#### DATA ENTRIES:
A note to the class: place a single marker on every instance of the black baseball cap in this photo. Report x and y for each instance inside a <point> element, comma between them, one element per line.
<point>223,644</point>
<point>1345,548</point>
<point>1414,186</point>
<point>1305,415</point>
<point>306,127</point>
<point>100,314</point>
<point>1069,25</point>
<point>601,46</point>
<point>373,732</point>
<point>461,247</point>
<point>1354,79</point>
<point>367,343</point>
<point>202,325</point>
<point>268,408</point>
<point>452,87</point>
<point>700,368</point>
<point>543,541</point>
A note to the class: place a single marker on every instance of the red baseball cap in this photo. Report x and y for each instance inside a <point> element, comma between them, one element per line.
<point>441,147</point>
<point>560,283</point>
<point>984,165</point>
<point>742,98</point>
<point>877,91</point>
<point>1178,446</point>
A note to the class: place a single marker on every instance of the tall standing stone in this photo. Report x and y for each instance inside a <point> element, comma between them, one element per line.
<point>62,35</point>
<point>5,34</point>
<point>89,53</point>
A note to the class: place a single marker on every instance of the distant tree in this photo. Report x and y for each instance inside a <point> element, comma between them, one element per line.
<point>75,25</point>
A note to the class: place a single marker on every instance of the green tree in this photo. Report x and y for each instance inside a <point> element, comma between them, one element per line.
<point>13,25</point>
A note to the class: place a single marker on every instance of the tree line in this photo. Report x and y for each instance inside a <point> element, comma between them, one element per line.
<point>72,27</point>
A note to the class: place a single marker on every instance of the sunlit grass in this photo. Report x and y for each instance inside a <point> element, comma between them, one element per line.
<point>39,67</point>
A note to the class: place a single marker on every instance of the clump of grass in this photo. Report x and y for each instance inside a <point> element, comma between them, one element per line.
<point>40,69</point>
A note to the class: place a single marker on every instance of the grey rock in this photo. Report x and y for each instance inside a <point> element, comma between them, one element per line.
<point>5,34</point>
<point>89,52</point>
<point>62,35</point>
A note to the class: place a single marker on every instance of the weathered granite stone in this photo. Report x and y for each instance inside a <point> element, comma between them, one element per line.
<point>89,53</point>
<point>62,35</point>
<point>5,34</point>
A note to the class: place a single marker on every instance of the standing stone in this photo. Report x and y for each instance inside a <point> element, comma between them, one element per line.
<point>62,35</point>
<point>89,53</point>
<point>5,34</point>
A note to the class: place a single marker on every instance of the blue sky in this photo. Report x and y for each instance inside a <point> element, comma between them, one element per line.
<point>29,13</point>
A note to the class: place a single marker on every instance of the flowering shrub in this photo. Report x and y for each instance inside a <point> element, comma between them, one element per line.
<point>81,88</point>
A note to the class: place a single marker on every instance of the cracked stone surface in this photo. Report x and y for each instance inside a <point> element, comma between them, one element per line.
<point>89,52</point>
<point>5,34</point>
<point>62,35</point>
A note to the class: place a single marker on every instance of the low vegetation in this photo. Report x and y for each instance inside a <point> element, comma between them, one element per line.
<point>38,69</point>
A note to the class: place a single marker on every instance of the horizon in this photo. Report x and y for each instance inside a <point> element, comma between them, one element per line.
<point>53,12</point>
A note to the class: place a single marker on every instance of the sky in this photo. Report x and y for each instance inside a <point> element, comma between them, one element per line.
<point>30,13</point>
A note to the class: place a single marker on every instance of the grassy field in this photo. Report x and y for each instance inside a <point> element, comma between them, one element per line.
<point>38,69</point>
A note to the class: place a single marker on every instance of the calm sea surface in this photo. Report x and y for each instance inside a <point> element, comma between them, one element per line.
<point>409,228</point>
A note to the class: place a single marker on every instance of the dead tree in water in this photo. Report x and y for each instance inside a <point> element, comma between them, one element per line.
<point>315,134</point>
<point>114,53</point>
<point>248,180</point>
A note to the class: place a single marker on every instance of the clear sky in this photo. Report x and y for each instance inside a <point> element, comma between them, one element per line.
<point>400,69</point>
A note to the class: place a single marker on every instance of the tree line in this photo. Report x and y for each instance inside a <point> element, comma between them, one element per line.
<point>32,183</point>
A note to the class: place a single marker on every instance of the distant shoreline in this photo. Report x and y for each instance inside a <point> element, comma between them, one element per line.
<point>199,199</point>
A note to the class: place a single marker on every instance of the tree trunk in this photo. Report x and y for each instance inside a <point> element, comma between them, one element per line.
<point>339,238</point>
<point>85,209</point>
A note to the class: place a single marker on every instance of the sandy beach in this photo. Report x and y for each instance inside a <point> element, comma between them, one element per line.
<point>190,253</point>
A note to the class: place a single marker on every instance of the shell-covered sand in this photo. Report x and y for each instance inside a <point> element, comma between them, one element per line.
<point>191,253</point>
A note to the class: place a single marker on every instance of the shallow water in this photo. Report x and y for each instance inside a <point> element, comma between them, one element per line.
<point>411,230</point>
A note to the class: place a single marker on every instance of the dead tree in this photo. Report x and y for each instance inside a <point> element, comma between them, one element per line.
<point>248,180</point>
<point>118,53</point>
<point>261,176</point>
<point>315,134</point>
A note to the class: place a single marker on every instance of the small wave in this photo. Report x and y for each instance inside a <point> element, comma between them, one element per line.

#### TASK PROMPT:
Switch every "marker" in the rows above to "pin" and give all the rows again with no other changes.

#### TASK RESPONSE:
A note to the class: place a single pin on every instance of the black baseball cap in this photo. Report x and y for each instance inside a <point> element, comma between them, one element per line.
<point>223,644</point>
<point>1345,548</point>
<point>1414,186</point>
<point>1305,415</point>
<point>306,127</point>
<point>100,314</point>
<point>1069,25</point>
<point>601,46</point>
<point>373,732</point>
<point>461,247</point>
<point>1354,79</point>
<point>367,343</point>
<point>202,325</point>
<point>268,408</point>
<point>452,87</point>
<point>700,368</point>
<point>543,541</point>
A note to the class: place a single pin on every instance of the red baseball cap in this photo. Report x and y for each instance inside a <point> element, comma between them, one element per line.
<point>441,147</point>
<point>560,283</point>
<point>984,165</point>
<point>742,98</point>
<point>877,91</point>
<point>1178,446</point>
A note to the class: place a single pin on every instance of the tall standing stone in this photo. Report x and y for each instance inside a <point> element, comma between them, one element per line.
<point>62,35</point>
<point>5,34</point>
<point>89,53</point>
A note to the class: place a single pin on every instance of the distant tree in this photo. Report x and y for each instance inside a <point> element, comma between them, one element per line.
<point>75,25</point>
A note to the class: place a single pin on every instance of the green tree in this photo. Report x and y for each instance inside a <point> element, comma between them, one element per line.
<point>13,25</point>
A note to the class: place a single pin on every instance of the tree line in this photo. Report x and y for each instance inside a <point> element, comma between them, one element per line.
<point>72,27</point>
A note to the class: place a single pin on every instance of the sunlit grass in this photo. Report x and y for each instance inside a <point> element, comma between them, one element per line.
<point>39,67</point>
A note to the class: place a single pin on every instance of the clump of grass in this photo. Report x and y for each instance inside a <point> element, comma between them, one element per line.
<point>40,69</point>
A note to the class: place a single pin on every instance of the grey rock in this photo. Report x and y for each instance inside a <point> element, comma between them, one element per line.
<point>5,34</point>
<point>89,52</point>
<point>62,35</point>
A note to the class: place a single pin on every instance of the weathered granite stone in this photo. Report x and y for each instance inside a <point> element, comma between them, one element per line.
<point>89,53</point>
<point>62,35</point>
<point>5,34</point>
A note to the class: place a single pin on every instance of the standing stone in this photo. Report x and y for each instance inside a <point> element, comma between them, one element per line.
<point>62,35</point>
<point>89,53</point>
<point>5,34</point>
A note to the class: place a single pin on every instance of the blue sky in this photo. Report x and y for each instance inside a <point> element, comma between them, one element per line.
<point>29,13</point>
A note to the class: place a single pin on every instance of the flowering shrub in this photo. Report x and y for each instance inside a <point> element, comma between them, one element per line.
<point>81,88</point>
A note to the class: place a single pin on every instance of the cracked stone surface in this photo. Report x and y for each instance inside a <point> element, comma between them, one element per line.
<point>89,52</point>
<point>5,34</point>
<point>62,35</point>
A note to the class: place a single pin on every instance of the low vegetation in this photo. Report x and y for each instance inside a <point> element, comma between them, one element per line.
<point>38,69</point>
A note to the class: place a single pin on every instance of the horizon in this photo. Report x and y for each instance inside a <point> element, comma between them, one element per line.
<point>53,12</point>
A note to the class: place a single pin on every instance of the sky in this photo. Report x and y for each instance inside a <point> element, comma between them, one element per line.
<point>30,13</point>
A note to the class: place a single pin on every instance of the grassy field in this photo. Report x and y for each instance inside a <point> element, comma between them, one element per line.
<point>38,69</point>
A note to the class: place a single pin on every instance of the calm sea surface in this photo. Report x and y for each instance inside a <point> element, comma between them, one element per line.
<point>409,228</point>
A note to the class: place a single pin on every instance of the dead tree in water in this photo. Report x and y for each instance inside a <point> element, comma between them, one element per line.
<point>315,134</point>
<point>114,53</point>
<point>248,180</point>
A note to the class: place a single pin on every instance of the clear sky in this photo. Report x and y for each instance inside a <point> element, comma between them, one element per line.
<point>400,69</point>
A note to the class: place a single pin on every instance of the tree line in this photo. Report x and y for each instance inside a <point> element, comma between them, one element per line.
<point>32,183</point>
A note to the class: place a single pin on every instance of the distant shoreline in this photo. Report x and y for each instance inside a <point> element, comma between them, one element per line.
<point>199,199</point>
A note to the class: place a single pin on every instance of the tree trunk in this photo. Report x and y for each instance inside a <point> element, comma between them, one element per line.
<point>339,238</point>
<point>85,209</point>
A note to the class: place a single pin on every instance of the sandy beach in this photo. Report x and y for each instance inside a <point> element, comma between them, one element per line.
<point>190,253</point>
A note to the class: place a single pin on every instance of the shell-covered sand in this photo. Report x and y for each instance inside a <point> element, comma between them, one element per line.
<point>191,253</point>
A note to the class: place a single pin on every instance of the shallow water in this photo. Report x and y for each instance inside a <point> element, comma between them, one element per line.
<point>411,230</point>
A note to the class: place a single pin on every instance of the dead tree in this photo. Report x and y for each instance inside a <point> element, comma between them, one element per line.
<point>248,180</point>
<point>118,53</point>
<point>261,176</point>
<point>315,134</point>
A note to the class: place a single pin on every instance of the small wave in this photo. Report x and y for each instance inside a <point> element, comma between them, one element per line.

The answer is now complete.